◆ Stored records
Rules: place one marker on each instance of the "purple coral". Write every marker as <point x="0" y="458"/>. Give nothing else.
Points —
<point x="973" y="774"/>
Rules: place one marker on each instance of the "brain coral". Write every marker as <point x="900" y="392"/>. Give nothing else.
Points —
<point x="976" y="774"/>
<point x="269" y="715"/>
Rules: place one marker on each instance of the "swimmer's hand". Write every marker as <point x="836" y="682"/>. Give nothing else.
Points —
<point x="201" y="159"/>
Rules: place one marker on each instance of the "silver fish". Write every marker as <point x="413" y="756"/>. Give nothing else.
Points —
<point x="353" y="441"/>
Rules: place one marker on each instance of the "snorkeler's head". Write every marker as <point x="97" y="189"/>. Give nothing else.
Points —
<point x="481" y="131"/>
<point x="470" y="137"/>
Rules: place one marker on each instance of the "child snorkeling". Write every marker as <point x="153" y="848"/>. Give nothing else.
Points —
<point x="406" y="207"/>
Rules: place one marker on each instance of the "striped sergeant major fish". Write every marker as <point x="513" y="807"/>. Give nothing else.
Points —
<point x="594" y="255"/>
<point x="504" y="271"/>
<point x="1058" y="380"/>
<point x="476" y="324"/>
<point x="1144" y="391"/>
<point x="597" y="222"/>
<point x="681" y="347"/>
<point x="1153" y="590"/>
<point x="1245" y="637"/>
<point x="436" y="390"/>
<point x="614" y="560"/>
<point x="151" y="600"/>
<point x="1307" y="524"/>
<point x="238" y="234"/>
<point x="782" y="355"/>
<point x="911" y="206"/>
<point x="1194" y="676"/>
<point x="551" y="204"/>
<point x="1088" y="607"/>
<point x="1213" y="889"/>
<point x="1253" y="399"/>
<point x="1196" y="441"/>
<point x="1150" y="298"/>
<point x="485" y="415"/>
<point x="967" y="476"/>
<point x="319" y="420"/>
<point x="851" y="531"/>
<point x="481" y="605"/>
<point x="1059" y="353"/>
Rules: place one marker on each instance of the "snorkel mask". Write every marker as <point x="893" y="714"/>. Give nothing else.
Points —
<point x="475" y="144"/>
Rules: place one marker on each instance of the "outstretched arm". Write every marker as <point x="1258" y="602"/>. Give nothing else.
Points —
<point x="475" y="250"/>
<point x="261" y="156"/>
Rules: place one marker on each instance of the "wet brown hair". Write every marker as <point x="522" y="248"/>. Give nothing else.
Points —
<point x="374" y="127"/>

◆ Task to complete
Your task is to collect every line above that contains the word "fish".

◆ Result for this task
Rules: place one marker on each instance of the "silver fish". Write every marker as <point x="413" y="756"/>. Give nothing else.
Rules: place one marker on each instance of the "striped sergeant major fish". Write every marker as <point x="513" y="807"/>. Give nothing else.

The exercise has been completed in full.